## The task
Search the material and gather each line with "below" in it.

## The input
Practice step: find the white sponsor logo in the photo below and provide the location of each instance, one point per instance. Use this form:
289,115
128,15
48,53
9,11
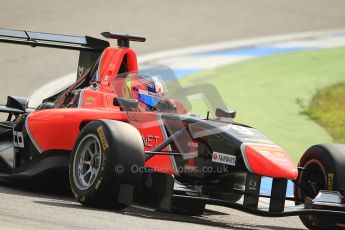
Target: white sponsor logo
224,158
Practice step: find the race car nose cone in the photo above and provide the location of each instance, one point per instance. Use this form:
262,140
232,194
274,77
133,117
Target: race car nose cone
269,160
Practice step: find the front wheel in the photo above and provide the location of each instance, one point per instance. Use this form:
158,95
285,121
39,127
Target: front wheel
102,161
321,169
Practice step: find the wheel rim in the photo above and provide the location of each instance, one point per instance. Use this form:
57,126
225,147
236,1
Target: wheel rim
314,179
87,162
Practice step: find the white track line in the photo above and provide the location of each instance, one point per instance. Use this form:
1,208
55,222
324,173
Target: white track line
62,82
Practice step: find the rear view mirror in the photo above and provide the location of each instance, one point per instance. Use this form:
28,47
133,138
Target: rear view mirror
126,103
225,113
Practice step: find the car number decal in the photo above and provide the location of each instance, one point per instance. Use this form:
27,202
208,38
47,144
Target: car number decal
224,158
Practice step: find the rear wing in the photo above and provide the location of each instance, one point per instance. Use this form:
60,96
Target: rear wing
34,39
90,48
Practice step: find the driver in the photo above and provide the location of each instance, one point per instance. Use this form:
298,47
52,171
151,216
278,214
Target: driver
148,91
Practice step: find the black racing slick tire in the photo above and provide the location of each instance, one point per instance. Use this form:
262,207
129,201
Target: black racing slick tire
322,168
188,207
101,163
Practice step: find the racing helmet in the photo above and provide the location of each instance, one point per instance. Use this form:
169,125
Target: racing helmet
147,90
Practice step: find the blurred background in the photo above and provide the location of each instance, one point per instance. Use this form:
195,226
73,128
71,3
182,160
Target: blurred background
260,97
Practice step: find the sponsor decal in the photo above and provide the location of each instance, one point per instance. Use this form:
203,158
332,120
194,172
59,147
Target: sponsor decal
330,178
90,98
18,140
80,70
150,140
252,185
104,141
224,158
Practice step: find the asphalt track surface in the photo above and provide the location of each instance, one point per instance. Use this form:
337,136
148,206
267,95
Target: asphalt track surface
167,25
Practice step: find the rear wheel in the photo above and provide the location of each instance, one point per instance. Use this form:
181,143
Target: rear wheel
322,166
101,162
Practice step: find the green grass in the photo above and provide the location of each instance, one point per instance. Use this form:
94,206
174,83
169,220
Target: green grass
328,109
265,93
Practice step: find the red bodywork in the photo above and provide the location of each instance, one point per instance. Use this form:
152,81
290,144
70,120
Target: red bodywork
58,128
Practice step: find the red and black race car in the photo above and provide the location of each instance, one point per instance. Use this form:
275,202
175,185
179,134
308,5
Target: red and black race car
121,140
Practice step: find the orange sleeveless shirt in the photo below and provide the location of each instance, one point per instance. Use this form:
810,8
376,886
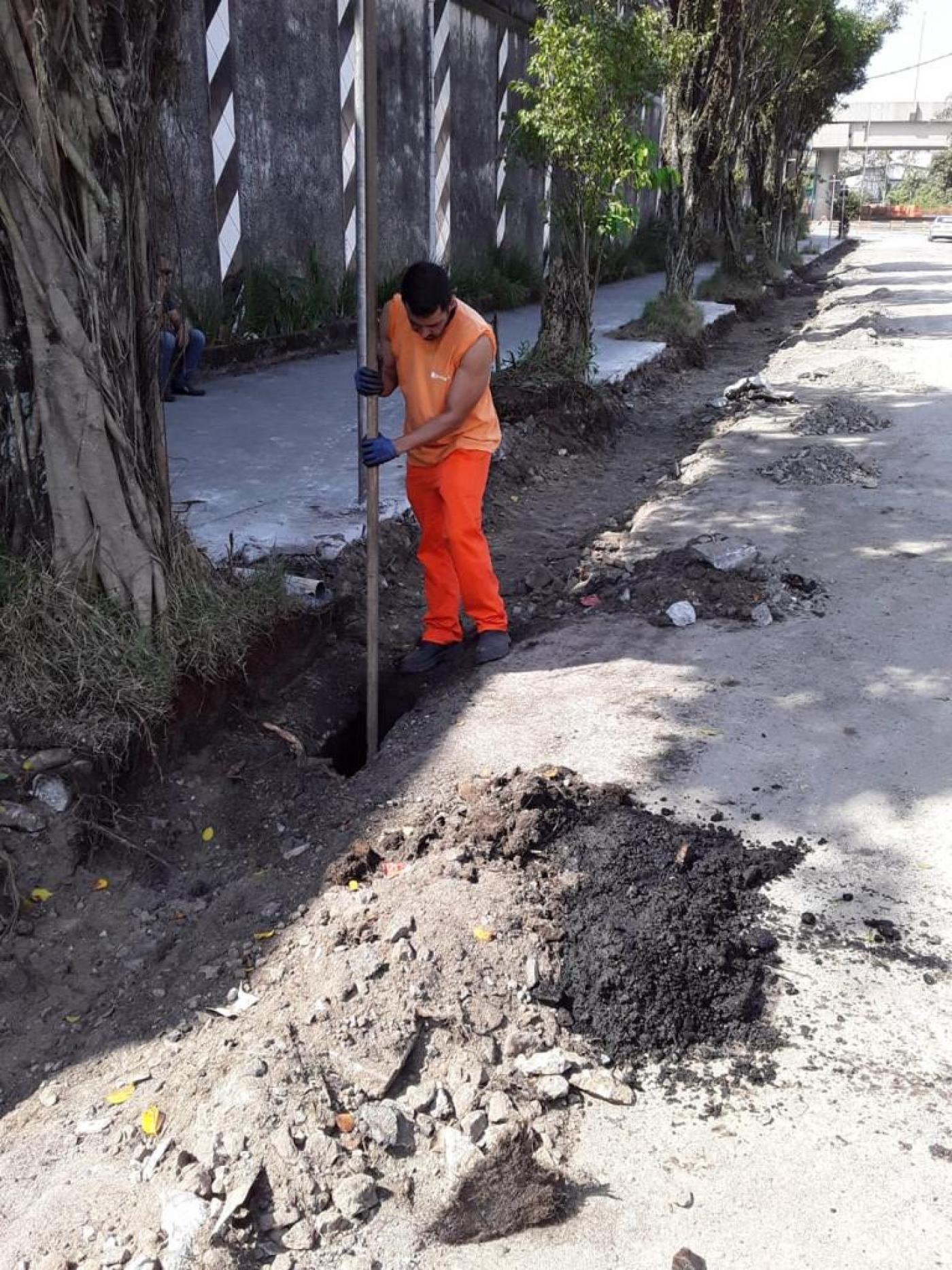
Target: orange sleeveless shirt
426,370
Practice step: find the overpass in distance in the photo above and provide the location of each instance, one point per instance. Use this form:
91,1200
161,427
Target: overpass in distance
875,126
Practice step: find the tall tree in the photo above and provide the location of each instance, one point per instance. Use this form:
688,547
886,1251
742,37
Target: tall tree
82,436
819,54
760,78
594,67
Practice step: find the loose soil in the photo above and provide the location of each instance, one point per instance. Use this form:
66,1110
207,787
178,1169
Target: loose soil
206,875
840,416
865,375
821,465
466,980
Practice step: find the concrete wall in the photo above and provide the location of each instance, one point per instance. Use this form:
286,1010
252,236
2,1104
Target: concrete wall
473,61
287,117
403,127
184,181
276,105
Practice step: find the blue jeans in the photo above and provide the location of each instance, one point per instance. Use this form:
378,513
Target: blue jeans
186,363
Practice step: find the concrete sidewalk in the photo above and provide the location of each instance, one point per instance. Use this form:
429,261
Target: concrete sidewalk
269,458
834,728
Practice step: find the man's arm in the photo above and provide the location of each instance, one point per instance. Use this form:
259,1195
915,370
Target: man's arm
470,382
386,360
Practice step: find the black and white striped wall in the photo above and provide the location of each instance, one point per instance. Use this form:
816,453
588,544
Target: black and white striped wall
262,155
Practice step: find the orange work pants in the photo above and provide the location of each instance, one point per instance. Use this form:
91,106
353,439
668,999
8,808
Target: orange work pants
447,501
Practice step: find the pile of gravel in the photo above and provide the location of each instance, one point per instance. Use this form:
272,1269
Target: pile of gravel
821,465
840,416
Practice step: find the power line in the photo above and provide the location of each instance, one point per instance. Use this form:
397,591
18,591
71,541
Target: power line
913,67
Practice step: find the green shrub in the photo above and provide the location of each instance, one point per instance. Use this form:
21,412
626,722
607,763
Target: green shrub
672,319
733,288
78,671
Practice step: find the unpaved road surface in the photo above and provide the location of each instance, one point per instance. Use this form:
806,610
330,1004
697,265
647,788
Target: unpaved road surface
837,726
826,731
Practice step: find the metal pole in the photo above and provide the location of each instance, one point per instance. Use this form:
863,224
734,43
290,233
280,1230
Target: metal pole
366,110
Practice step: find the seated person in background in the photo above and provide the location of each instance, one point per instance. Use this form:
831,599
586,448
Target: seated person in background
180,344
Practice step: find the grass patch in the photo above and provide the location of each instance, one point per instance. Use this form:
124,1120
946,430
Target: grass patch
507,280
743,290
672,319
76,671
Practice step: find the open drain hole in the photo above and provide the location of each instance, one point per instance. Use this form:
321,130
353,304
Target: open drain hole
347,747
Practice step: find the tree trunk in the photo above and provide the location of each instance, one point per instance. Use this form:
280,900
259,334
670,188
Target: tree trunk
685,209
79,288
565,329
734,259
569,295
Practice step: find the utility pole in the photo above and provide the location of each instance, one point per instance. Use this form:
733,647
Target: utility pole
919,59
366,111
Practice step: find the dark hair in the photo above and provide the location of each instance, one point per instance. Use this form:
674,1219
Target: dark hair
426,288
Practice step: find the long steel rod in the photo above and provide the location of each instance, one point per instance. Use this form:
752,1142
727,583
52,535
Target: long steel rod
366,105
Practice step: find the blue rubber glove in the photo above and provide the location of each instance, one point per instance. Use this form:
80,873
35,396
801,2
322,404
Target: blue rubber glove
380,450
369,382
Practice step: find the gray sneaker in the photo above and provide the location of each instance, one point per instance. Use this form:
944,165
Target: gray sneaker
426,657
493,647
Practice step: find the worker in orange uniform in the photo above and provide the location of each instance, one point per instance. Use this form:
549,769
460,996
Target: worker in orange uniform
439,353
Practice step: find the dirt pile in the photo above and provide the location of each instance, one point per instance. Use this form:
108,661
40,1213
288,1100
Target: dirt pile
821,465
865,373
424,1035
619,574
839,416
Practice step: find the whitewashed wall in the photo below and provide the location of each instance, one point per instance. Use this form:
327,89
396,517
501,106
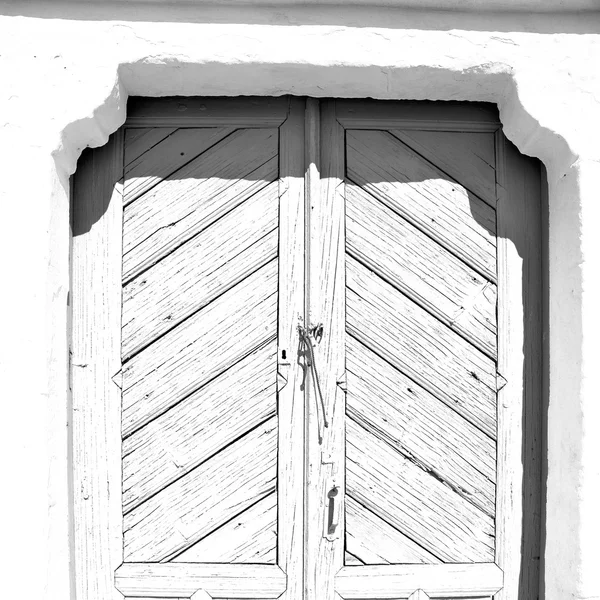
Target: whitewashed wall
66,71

---

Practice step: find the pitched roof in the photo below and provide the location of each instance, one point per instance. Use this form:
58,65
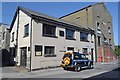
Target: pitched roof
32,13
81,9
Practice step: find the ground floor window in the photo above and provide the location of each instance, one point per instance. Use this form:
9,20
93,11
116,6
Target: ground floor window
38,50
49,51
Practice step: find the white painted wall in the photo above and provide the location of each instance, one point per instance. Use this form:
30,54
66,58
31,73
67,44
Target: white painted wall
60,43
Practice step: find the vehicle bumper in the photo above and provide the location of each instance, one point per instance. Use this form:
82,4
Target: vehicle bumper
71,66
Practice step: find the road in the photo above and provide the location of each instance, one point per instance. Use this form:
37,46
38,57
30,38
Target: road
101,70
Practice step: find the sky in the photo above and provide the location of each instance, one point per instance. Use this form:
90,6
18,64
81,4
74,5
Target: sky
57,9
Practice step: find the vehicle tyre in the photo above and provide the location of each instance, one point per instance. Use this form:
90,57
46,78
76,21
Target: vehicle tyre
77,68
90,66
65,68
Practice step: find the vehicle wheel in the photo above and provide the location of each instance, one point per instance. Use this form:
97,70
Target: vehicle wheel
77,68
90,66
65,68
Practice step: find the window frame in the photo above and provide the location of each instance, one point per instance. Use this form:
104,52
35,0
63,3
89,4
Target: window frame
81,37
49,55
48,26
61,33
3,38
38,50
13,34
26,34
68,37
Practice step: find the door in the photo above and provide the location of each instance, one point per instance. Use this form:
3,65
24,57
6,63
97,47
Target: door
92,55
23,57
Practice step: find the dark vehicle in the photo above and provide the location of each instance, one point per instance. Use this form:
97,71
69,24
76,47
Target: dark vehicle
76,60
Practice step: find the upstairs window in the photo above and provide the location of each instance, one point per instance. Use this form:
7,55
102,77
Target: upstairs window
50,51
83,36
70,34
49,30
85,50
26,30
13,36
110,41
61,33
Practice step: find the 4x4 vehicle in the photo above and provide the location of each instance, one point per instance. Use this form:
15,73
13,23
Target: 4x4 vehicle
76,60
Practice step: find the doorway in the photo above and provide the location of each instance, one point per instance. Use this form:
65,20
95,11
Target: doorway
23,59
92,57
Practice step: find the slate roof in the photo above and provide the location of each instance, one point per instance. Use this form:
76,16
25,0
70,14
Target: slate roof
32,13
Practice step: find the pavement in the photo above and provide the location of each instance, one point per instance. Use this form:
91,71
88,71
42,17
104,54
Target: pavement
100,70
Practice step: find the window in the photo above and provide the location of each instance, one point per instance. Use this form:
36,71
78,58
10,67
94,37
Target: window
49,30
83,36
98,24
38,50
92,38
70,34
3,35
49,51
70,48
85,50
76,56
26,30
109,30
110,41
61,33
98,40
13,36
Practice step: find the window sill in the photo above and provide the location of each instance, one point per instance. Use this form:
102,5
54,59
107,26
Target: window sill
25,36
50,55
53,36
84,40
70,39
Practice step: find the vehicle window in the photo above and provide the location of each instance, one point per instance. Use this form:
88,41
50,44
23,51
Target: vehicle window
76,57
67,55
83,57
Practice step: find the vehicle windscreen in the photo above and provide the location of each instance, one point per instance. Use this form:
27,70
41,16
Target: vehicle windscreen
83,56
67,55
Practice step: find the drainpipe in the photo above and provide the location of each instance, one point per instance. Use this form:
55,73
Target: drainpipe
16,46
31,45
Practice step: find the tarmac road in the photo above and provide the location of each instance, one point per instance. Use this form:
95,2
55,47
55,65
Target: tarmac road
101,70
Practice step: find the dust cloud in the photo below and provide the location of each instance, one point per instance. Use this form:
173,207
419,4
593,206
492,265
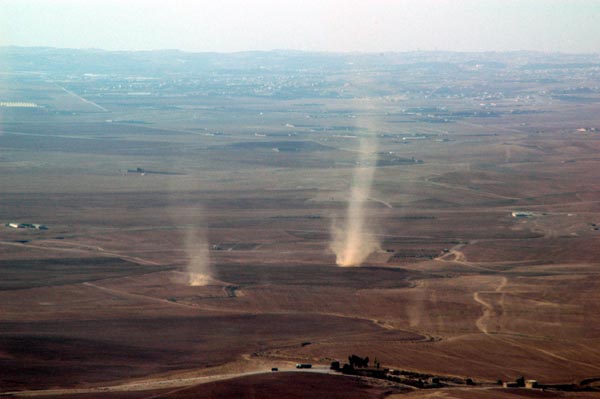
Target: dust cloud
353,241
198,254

==

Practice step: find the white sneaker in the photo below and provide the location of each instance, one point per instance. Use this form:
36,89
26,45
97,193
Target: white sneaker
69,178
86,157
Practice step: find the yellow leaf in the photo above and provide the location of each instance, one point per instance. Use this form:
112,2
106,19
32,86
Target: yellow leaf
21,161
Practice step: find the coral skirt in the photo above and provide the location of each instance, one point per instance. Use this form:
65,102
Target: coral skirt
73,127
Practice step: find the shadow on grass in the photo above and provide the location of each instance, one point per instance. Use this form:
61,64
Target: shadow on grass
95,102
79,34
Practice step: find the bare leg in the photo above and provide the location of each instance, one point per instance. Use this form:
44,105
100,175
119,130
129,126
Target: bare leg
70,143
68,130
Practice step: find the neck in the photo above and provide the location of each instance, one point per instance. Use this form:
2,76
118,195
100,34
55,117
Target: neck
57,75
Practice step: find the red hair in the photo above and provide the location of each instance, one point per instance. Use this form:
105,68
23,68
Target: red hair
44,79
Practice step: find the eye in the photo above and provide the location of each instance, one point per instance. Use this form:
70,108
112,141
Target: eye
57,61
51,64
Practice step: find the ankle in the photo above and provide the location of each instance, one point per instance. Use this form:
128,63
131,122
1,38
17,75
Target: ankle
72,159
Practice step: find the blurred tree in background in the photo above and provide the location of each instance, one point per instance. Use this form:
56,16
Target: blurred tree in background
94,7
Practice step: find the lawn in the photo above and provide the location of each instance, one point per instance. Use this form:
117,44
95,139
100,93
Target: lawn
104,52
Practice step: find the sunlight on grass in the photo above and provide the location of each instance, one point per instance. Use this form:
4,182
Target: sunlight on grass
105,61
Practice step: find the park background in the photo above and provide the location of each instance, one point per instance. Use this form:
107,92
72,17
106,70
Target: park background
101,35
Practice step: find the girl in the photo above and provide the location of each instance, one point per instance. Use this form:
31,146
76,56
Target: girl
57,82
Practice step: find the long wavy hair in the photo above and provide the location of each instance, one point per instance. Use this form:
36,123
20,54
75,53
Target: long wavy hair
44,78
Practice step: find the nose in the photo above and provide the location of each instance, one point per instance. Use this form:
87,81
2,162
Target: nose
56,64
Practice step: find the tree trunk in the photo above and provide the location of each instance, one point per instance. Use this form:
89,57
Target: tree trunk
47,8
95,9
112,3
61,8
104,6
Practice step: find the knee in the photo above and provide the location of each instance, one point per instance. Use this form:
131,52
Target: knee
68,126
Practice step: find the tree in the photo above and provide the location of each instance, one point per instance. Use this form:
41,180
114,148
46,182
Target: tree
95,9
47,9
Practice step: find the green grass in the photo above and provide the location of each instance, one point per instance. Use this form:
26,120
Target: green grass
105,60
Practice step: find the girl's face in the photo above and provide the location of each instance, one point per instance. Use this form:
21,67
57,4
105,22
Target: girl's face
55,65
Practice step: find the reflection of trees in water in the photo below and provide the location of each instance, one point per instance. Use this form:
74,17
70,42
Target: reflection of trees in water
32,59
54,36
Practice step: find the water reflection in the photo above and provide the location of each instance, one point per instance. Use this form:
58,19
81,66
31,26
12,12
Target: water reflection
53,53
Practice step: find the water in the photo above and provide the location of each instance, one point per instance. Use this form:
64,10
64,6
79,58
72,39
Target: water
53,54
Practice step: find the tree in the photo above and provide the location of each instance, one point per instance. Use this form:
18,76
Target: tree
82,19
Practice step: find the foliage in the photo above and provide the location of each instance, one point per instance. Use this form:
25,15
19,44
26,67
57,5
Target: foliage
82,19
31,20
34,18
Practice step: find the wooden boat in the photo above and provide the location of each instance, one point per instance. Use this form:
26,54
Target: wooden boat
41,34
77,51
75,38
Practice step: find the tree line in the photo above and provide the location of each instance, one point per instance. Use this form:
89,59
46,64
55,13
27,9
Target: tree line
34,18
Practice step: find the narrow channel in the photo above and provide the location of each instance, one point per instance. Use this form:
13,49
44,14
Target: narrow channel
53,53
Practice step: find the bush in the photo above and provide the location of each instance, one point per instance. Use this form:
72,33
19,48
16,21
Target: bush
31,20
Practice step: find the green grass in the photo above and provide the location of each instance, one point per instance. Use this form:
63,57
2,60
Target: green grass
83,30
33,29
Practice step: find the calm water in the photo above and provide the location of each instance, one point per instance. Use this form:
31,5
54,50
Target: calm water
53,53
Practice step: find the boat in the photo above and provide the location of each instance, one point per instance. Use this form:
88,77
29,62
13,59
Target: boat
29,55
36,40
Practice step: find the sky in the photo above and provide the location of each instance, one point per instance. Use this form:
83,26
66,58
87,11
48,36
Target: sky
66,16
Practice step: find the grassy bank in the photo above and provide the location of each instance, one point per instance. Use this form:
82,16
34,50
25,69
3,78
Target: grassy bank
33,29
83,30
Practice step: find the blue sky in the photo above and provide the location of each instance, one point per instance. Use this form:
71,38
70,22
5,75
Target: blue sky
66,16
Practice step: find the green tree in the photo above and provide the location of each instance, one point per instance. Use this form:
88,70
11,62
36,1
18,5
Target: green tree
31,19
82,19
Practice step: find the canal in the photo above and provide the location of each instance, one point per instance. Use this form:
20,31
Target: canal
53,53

## Completed task
Practice step: find the white sponsor logo in the photo below and provide the location of each instance, one point per instance. Use this form:
Practice step: find the orange sleeveless shirt in the photo below and provide the location of each instance, one point per instance. Use this form:
Practice step: find the whitewashed wall in the photo below and provide the location of each instance, one point per instance. Use this form:
Practice step: find the pitched roof in the photo below and provide the location of each instance, one point per instance. Use this form:
Practice step: find the dust cloud in the photo below and provide the location of each instance, one point per instance. Use this form:
Practice step: find the white sneaker in the photo below and provide the location of each instance, one point per instance. Use this form:
Practice step: find the reflection of trees in water in the photo below and provide the location of each instance, one point per instance. Use this form:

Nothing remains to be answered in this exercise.